---- 原文
また、本発明のIOモジュールの1構成例は、2次電池と、自装置内の消費電流が電流閾値以下の場合に、前記第1のワイヤレス受給電通信部から電力供給を受けて前記2次電池を充電するように構成された充電部と、前記第1のワイヤレス受給電通信部から供給される電圧が停電閾値以下の場合に、停電検出信号を出力するように構成された停電検出部と、前記停電検出信号が出力されていないときは、前記第1のワイヤレス受給電通信部が受電した電力を前記入出力部と前記第2のワイヤレス受給電通信部とに供給し、前記停電検出信号が出力されたときは、前記2次電池から供給される電力を前記入出力部と前記第1、第2のワイヤレス受給電通信部とに供給するように構成された電源切替部とをさらに備えることを特徴とするものである。
【発明の効果】
【0009】
本発明によれば、コントローラとIOモジュールにワイヤレス受給電通信部を実装することで、コントローラとIOモジュールとの間、およびIOモジュール間でワイヤレスで給電と通信とを行い、自由にIOモジュールを増設することができる。本発明では、現場での盤内の設置が容易になるばかりでなく、製造時の検査工程においても電源線、信号線を接続することなく検査を行うことができる。
--------
---- 表示情報
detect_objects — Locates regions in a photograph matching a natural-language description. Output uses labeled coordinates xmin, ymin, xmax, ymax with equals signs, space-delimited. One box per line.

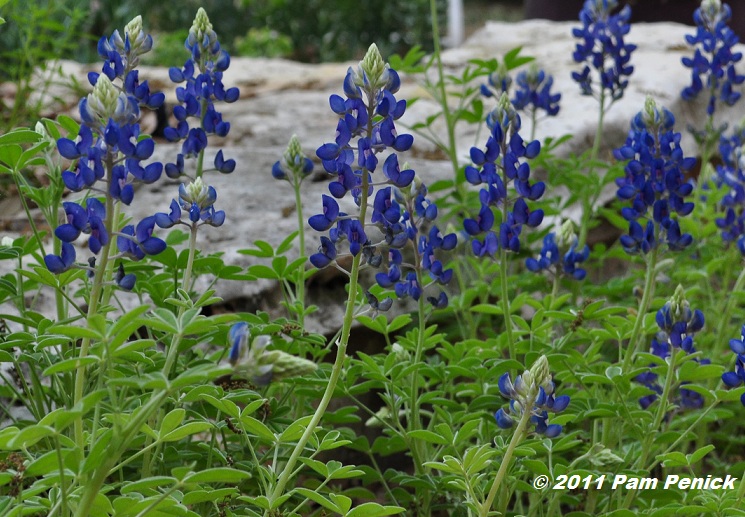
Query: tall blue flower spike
xmin=714 ymin=119 xmax=745 ymax=256
xmin=306 ymin=44 xmax=457 ymax=311
xmin=525 ymin=220 xmax=590 ymax=280
xmin=572 ymin=0 xmax=636 ymax=104
xmin=722 ymin=325 xmax=745 ymax=406
xmin=635 ymin=285 xmax=711 ymax=409
xmin=164 ymin=7 xmax=240 ymax=178
xmin=613 ymin=97 xmax=696 ymax=254
xmin=44 ymin=16 xmax=165 ymax=290
xmin=463 ymin=93 xmax=546 ymax=256
xmin=681 ymin=0 xmax=745 ymax=116
xmin=512 ymin=64 xmax=561 ymax=117
xmin=494 ymin=356 xmax=570 ymax=438
xmin=154 ymin=178 xmax=225 ymax=228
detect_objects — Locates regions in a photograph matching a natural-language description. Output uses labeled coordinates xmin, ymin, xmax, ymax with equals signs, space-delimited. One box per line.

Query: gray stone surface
xmin=1 ymin=20 xmax=745 ymax=332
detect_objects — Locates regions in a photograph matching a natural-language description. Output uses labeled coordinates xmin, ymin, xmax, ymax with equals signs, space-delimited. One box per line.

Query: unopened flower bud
xmin=358 ymin=43 xmax=388 ymax=89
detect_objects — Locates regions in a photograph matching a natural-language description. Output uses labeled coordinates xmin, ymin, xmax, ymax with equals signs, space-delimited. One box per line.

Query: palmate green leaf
xmin=119 ymin=476 xmax=178 ymax=494
xmin=6 ymin=424 xmax=57 ymax=450
xmin=41 ymin=355 xmax=101 ymax=377
xmin=182 ymin=467 xmax=251 ymax=484
xmin=346 ymin=503 xmax=406 ymax=517
xmin=241 ymin=416 xmax=277 ymax=443
xmin=275 ymin=230 xmax=298 ymax=255
xmin=406 ymin=429 xmax=450 ymax=445
xmin=199 ymin=393 xmax=240 ymax=418
xmin=293 ymin=487 xmax=342 ymax=513
xmin=181 ymin=487 xmax=240 ymax=506
xmin=158 ymin=408 xmax=186 ymax=436
xmin=160 ymin=422 xmax=212 ymax=442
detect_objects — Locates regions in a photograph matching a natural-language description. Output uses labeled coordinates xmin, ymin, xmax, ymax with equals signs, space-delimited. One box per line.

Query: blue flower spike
xmin=494 ymin=355 xmax=570 ymax=438
xmin=572 ymin=0 xmax=636 ymax=104
xmin=635 ymin=285 xmax=711 ymax=409
xmin=463 ymin=93 xmax=546 ymax=257
xmin=681 ymin=0 xmax=745 ymax=116
xmin=306 ymin=44 xmax=457 ymax=311
xmin=614 ymin=97 xmax=696 ymax=255
xmin=525 ymin=220 xmax=590 ymax=280
xmin=722 ymin=325 xmax=745 ymax=406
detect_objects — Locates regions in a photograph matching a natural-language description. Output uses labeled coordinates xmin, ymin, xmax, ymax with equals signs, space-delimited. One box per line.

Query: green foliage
xmin=0 ymin=0 xmax=88 ymax=133
xmin=0 ymin=4 xmax=745 ymax=517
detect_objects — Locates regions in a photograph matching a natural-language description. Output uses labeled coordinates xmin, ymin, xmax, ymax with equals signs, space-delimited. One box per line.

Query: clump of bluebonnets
xmin=155 ymin=177 xmax=225 ymax=228
xmin=164 ymin=7 xmax=240 ymax=178
xmin=494 ymin=356 xmax=570 ymax=438
xmin=44 ymin=16 xmax=166 ymax=290
xmin=636 ymin=285 xmax=710 ymax=409
xmin=525 ymin=220 xmax=590 ymax=280
xmin=614 ymin=97 xmax=696 ymax=254
xmin=308 ymin=44 xmax=455 ymax=310
xmin=463 ymin=93 xmax=546 ymax=257
xmin=722 ymin=325 xmax=745 ymax=406
xmin=681 ymin=0 xmax=745 ymax=116
xmin=572 ymin=0 xmax=636 ymax=105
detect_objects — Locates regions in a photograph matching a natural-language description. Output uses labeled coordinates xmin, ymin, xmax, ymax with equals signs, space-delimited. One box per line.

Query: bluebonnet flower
xmin=54 ymin=198 xmax=109 ymax=254
xmin=722 ymin=325 xmax=745 ymax=406
xmin=525 ymin=220 xmax=590 ymax=280
xmin=44 ymin=242 xmax=75 ymax=275
xmin=164 ymin=7 xmax=240 ymax=178
xmin=116 ymin=215 xmax=167 ymax=260
xmin=681 ymin=0 xmax=745 ymax=116
xmin=154 ymin=178 xmax=225 ymax=228
xmin=44 ymin=17 xmax=165 ymax=289
xmin=308 ymin=44 xmax=456 ymax=311
xmin=463 ymin=93 xmax=546 ymax=256
xmin=614 ymin=97 xmax=696 ymax=254
xmin=494 ymin=356 xmax=570 ymax=438
xmin=572 ymin=0 xmax=636 ymax=104
xmin=481 ymin=62 xmax=512 ymax=99
xmin=635 ymin=285 xmax=711 ymax=409
xmin=228 ymin=321 xmax=318 ymax=386
xmin=715 ymin=121 xmax=745 ymax=252
xmin=512 ymin=64 xmax=561 ymax=116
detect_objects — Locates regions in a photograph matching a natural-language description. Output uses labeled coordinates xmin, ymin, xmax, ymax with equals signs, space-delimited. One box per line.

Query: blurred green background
xmin=0 ymin=0 xmax=523 ymax=132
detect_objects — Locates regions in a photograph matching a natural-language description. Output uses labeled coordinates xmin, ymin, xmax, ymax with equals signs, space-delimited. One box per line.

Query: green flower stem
xmin=715 ymin=260 xmax=745 ymax=352
xmin=75 ymin=390 xmax=168 ymax=517
xmin=577 ymin=88 xmax=605 ymax=249
xmin=73 ymin=155 xmax=117 ymax=453
xmin=479 ymin=406 xmax=535 ymax=517
xmin=623 ymin=248 xmax=658 ymax=373
xmin=429 ymin=0 xmax=465 ymax=200
xmin=292 ymin=175 xmax=305 ymax=322
xmin=499 ymin=248 xmax=517 ymax=359
xmin=407 ymin=264 xmax=426 ymax=475
xmin=54 ymin=435 xmax=70 ymax=515
xmin=269 ymin=152 xmax=373 ymax=503
xmin=623 ymin=347 xmax=679 ymax=508
xmin=181 ymin=223 xmax=198 ymax=293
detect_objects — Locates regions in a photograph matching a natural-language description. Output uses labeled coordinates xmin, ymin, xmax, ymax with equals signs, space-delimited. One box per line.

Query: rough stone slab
xmin=2 ymin=20 xmax=745 ymax=332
--------
__作業内容__
A – IOモジュールの原文から、「また、本発明のIOモジュール」で始まり「ことを特徴とするものである。」で終わる部分をそのまま書き写してください。
B – IOモジュールの原文によると、本発明では製造時の検査工程で何を接続せずに検査できますか。
C – IOモジュールの原文を、最後の文に続けて書き進めてください。

__作業結果__
A –
また、本発明のIOモジュールの1構成例は、2次電池と、自装置内の消費電流が電流閾値以下の場合に、前記第1のワイヤレス受給電通信部から電力供給を受けて前記2次電池を充電するように構成された充電部と、前記第1のワイヤレス受給電通信部から供給される電圧が停電閾値以下の場合に、停電検出信号を出力するように構成された停電検出部と、前記停電検出信号が出力されていないときは、前記第1のワイヤレス受給電通信部が受電した電力を前記入出力部と前記第2のワイヤレス受給電通信部とに供給し、前記停電検出信号が出力されたときは、前記2次電池から供給される電力を前記入出力部と前記第1、第2のワイヤレス受給電通信部とに供給するように構成された電源切替部とをさらに備えることを特徴とするものである。

B – 電源線と信号線です。

C –
【図面の簡単な説明】
【0010】
【
図1】
図1は、本発明の第1の実施例に係る制御システムの構成を示すブロック図である。
【
図2】
図2は、本発明の第1の実施例に係る制御システムの他の構成を示すブロック図である。
【
図3】
図3は、本発明の第2の実施例に係る制御システムの構成を示すブロック図である。
【
図4】
図4は、従来のコントローラとIOモジュールの接続形態の1例を示す図である。
【
図5】
図5は、従来のコントローラとIOモジュールの接続形態の他の例を示す図である。
【発明を実施するための形態】
【0011】
[発明の原理]
本発明は、コントローラとIOモジュールのそれぞれにワイヤレス受給電通信部を実装することで、コントローラとIOモジュールとの間、およびIOモジュール間でワイヤレスで給電と通信とを行い、自由にIOモジュールを増設することができることを特徴とする。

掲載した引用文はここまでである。